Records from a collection

** START **

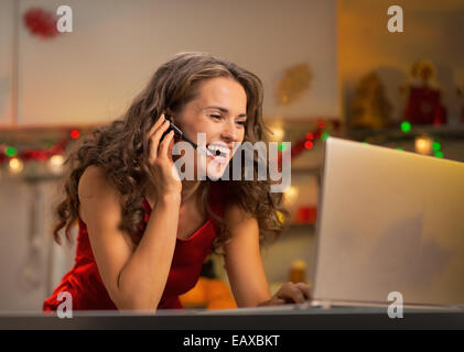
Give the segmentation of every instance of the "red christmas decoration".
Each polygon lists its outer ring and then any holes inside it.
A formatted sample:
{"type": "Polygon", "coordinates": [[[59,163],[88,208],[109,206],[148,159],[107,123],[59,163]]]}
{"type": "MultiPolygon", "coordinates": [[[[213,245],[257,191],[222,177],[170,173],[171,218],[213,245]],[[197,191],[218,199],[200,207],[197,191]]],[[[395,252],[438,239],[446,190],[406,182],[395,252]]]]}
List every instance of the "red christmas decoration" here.
{"type": "Polygon", "coordinates": [[[39,8],[28,10],[23,15],[24,25],[33,35],[51,38],[60,34],[56,29],[57,19],[53,12],[39,8]]]}

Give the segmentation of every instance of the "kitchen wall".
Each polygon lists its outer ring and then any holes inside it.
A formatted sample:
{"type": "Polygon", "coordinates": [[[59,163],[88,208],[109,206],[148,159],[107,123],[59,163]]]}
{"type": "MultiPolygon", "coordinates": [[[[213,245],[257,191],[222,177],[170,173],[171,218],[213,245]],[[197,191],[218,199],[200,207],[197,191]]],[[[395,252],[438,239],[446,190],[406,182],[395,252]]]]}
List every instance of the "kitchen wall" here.
{"type": "MultiPolygon", "coordinates": [[[[256,73],[265,84],[267,119],[339,118],[335,1],[69,0],[73,33],[41,40],[24,26],[29,9],[55,12],[61,4],[0,1],[0,128],[30,129],[33,139],[33,128],[114,120],[157,67],[182,51],[211,52],[256,73]],[[299,63],[311,68],[311,88],[294,103],[278,105],[277,81],[299,63]]],[[[74,248],[52,242],[53,206],[63,188],[56,180],[34,188],[4,164],[0,173],[0,311],[39,310],[74,262],[74,248]],[[37,189],[40,221],[32,233],[37,189]]],[[[311,241],[285,237],[266,251],[270,280],[287,280],[288,265],[309,257],[311,241]]]]}

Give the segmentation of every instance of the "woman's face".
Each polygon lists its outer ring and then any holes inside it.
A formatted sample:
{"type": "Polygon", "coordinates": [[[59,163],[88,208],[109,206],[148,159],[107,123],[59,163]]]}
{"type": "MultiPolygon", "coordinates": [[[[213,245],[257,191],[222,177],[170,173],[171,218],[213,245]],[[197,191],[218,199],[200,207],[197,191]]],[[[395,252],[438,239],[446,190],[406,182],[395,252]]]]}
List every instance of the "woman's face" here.
{"type": "MultiPolygon", "coordinates": [[[[206,147],[217,156],[199,158],[195,151],[195,176],[219,178],[245,138],[247,121],[247,95],[244,87],[226,77],[211,78],[199,84],[198,96],[185,105],[173,122],[196,144],[197,133],[206,134],[206,147]],[[206,161],[206,163],[204,162],[206,161]]],[[[202,141],[199,141],[202,142],[202,141]]]]}

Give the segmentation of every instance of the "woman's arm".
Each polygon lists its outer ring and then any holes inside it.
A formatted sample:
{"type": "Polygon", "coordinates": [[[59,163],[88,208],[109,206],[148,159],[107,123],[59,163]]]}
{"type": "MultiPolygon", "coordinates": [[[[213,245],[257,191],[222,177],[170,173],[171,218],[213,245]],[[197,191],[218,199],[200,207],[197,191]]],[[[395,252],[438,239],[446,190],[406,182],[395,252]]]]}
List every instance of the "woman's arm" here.
{"type": "Polygon", "coordinates": [[[285,283],[271,297],[259,249],[258,221],[239,207],[229,207],[224,216],[231,240],[225,248],[225,264],[238,307],[303,302],[310,298],[304,283],[285,283]]]}
{"type": "Polygon", "coordinates": [[[84,172],[79,200],[95,261],[111,300],[118,309],[157,309],[174,253],[181,196],[166,196],[157,202],[134,250],[129,235],[118,229],[119,195],[98,167],[89,166],[84,172]]]}
{"type": "Polygon", "coordinates": [[[174,255],[181,206],[181,179],[171,157],[173,131],[164,117],[149,132],[150,180],[157,200],[140,243],[133,250],[121,221],[119,194],[98,167],[88,167],[79,182],[82,216],[85,217],[95,261],[108,294],[119,309],[155,310],[163,294],[174,255]],[[87,174],[86,174],[87,173],[87,174]]]}
{"type": "Polygon", "coordinates": [[[225,265],[238,307],[256,307],[271,294],[259,249],[258,221],[239,207],[230,206],[224,215],[231,240],[225,246],[225,265]]]}

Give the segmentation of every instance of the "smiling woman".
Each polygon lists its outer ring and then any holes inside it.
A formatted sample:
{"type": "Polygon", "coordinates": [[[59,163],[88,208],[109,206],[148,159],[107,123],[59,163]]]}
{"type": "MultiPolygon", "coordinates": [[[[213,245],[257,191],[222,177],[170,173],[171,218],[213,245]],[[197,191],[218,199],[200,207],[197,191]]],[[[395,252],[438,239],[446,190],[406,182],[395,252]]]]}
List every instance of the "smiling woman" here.
{"type": "MultiPolygon", "coordinates": [[[[234,144],[266,140],[261,110],[261,80],[228,61],[180,53],[162,65],[123,119],[95,130],[66,161],[54,235],[60,242],[65,228],[71,239],[78,221],[76,262],[43,309],[58,309],[65,292],[73,309],[182,308],[179,295],[195,285],[212,250],[225,255],[239,307],[307,298],[304,285],[269,293],[260,244],[281,233],[288,215],[273,183],[181,180],[174,133],[165,134],[164,112],[195,143],[203,133],[227,165],[234,144]]],[[[213,158],[202,165],[195,154],[192,163],[205,168],[213,158]]]]}

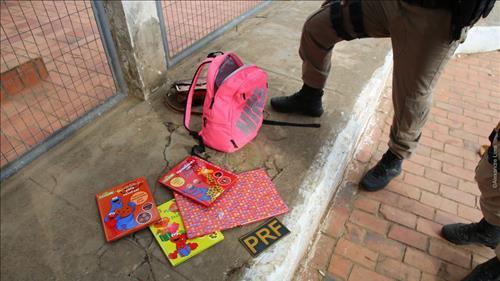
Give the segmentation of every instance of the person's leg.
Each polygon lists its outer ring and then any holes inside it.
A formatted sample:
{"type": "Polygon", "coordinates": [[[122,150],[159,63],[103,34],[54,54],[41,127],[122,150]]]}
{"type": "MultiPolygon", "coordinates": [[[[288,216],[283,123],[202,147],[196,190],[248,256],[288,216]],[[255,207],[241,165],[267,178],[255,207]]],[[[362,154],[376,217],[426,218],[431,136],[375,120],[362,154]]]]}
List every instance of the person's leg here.
{"type": "Polygon", "coordinates": [[[481,191],[480,204],[484,218],[479,223],[445,225],[441,234],[454,244],[479,243],[495,248],[500,243],[500,187],[498,177],[494,176],[493,165],[488,162],[488,154],[479,161],[475,178],[481,191]]]}
{"type": "Polygon", "coordinates": [[[394,69],[394,117],[389,150],[361,181],[377,191],[401,173],[402,160],[417,146],[432,101],[432,88],[458,43],[451,42],[451,12],[427,9],[401,1],[386,1],[394,69]]]}
{"type": "MultiPolygon", "coordinates": [[[[352,5],[355,1],[351,1],[352,5]]],[[[370,37],[388,36],[388,30],[384,27],[384,13],[379,1],[363,1],[363,7],[358,6],[358,13],[367,33],[370,37]],[[365,6],[369,6],[365,8],[365,6]],[[368,12],[366,12],[368,11],[368,12]],[[381,24],[382,23],[382,24],[381,24]]],[[[302,59],[302,89],[292,96],[274,97],[271,106],[279,112],[299,113],[309,116],[320,116],[323,113],[321,98],[323,88],[331,68],[331,55],[336,43],[344,40],[342,30],[349,37],[357,37],[354,31],[350,13],[350,7],[327,4],[314,12],[304,23],[302,37],[300,40],[299,55],[302,59]],[[341,17],[342,30],[338,31],[332,24],[333,12],[338,12],[341,17]]],[[[361,4],[359,4],[361,5],[361,4]]]]}
{"type": "Polygon", "coordinates": [[[431,109],[432,89],[458,42],[451,41],[449,10],[398,3],[400,18],[394,22],[396,32],[391,30],[394,118],[389,149],[404,159],[417,146],[431,109]]]}

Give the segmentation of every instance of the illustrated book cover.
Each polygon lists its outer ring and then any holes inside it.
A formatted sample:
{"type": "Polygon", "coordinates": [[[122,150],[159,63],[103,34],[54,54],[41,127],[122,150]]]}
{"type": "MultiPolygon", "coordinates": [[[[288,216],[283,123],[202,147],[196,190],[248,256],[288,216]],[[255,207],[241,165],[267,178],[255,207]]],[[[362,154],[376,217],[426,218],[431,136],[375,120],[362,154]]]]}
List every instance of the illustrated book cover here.
{"type": "Polygon", "coordinates": [[[158,206],[158,211],[161,218],[158,222],[150,225],[149,229],[173,266],[224,240],[224,235],[219,231],[202,237],[187,239],[175,199],[158,206]]]}
{"type": "Polygon", "coordinates": [[[288,212],[264,169],[238,174],[238,182],[209,207],[175,193],[188,238],[250,224],[288,212]]]}
{"type": "Polygon", "coordinates": [[[100,192],[96,199],[108,242],[143,229],[160,219],[144,177],[100,192]]]}
{"type": "Polygon", "coordinates": [[[160,178],[163,185],[204,206],[210,206],[236,181],[235,174],[195,156],[188,156],[160,178]]]}

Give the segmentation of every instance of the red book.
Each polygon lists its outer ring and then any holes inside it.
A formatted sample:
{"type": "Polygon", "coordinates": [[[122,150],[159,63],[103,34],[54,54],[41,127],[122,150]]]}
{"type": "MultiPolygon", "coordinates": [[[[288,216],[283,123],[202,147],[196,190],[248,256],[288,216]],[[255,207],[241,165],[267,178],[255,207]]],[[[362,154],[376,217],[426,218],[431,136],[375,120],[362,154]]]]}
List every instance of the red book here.
{"type": "Polygon", "coordinates": [[[236,181],[235,174],[195,156],[188,156],[160,178],[163,185],[207,207],[236,181]]]}
{"type": "Polygon", "coordinates": [[[98,193],[96,199],[108,242],[143,229],[160,219],[144,177],[98,193]]]}

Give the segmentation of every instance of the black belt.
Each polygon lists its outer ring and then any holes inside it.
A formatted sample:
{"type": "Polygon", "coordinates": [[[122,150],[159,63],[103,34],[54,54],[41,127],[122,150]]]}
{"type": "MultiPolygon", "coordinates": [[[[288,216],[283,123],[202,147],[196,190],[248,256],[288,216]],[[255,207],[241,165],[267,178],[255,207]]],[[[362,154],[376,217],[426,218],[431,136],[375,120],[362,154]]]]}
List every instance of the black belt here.
{"type": "Polygon", "coordinates": [[[451,9],[454,0],[402,0],[426,9],[451,9]]]}

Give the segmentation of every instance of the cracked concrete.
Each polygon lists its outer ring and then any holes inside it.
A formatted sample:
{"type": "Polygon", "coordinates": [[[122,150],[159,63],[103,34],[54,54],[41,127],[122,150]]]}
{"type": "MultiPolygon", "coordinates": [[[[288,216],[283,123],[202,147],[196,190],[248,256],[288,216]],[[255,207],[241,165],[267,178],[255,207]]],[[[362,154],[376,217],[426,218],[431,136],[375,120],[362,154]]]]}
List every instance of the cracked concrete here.
{"type": "MultiPolygon", "coordinates": [[[[270,4],[170,69],[168,82],[191,77],[204,54],[232,50],[268,71],[270,96],[296,91],[301,86],[297,54],[301,25],[319,5],[270,4]]],[[[235,172],[264,167],[290,209],[301,206],[315,186],[299,190],[299,185],[322,147],[331,145],[349,122],[364,83],[384,63],[389,48],[388,40],[336,47],[321,119],[266,109],[270,119],[320,121],[322,128],[263,126],[242,150],[232,154],[209,150],[209,160],[235,172]]],[[[199,117],[193,117],[197,122],[199,117]]],[[[222,243],[177,267],[170,266],[147,229],[113,243],[104,240],[95,194],[145,176],[155,201],[169,200],[172,194],[158,178],[186,157],[194,144],[182,125],[182,114],[168,110],[162,95],[148,102],[130,97],[26,166],[0,189],[2,279],[239,280],[254,259],[238,237],[255,224],[224,231],[222,243]]],[[[288,215],[282,219],[293,226],[288,215]]],[[[279,243],[287,239],[292,238],[279,243]]]]}

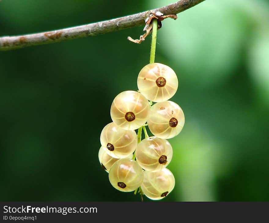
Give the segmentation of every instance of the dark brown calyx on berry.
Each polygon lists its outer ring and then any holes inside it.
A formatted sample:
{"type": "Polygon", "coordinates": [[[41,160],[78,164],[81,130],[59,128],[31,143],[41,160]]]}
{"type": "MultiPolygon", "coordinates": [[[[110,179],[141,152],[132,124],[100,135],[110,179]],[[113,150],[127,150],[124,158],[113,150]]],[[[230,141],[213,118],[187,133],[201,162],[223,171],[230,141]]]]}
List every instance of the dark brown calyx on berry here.
{"type": "Polygon", "coordinates": [[[169,125],[172,128],[174,128],[178,125],[178,120],[175,118],[172,118],[169,121],[169,125]]]}
{"type": "Polygon", "coordinates": [[[128,122],[131,122],[135,119],[135,115],[131,112],[128,112],[125,114],[125,119],[128,122]]]}
{"type": "Polygon", "coordinates": [[[160,164],[164,164],[167,161],[167,157],[164,155],[161,156],[161,157],[159,158],[159,162],[160,164]]]}
{"type": "Polygon", "coordinates": [[[106,145],[106,148],[109,151],[113,151],[114,150],[114,146],[111,143],[109,143],[106,145]]]}
{"type": "Polygon", "coordinates": [[[103,163],[101,163],[101,167],[102,167],[102,169],[103,170],[106,170],[106,168],[105,168],[105,166],[104,166],[104,164],[103,163]]]}
{"type": "Polygon", "coordinates": [[[167,195],[167,194],[168,193],[168,191],[166,191],[165,192],[164,192],[161,195],[161,197],[166,197],[166,195],[167,195]]]}
{"type": "Polygon", "coordinates": [[[118,182],[118,186],[121,188],[125,188],[126,187],[126,185],[123,182],[118,182]]]}
{"type": "Polygon", "coordinates": [[[161,87],[165,86],[166,83],[166,80],[164,78],[160,77],[156,80],[156,84],[158,87],[161,87]]]}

** END **

WHAT IS EXPECTED
Report every line of the items above that contains the string "wall", copying each such line in full.

TASK ANSWER
Give the segmentation of every instance of the "kitchen wall".
List every instance of the "kitchen wall" here.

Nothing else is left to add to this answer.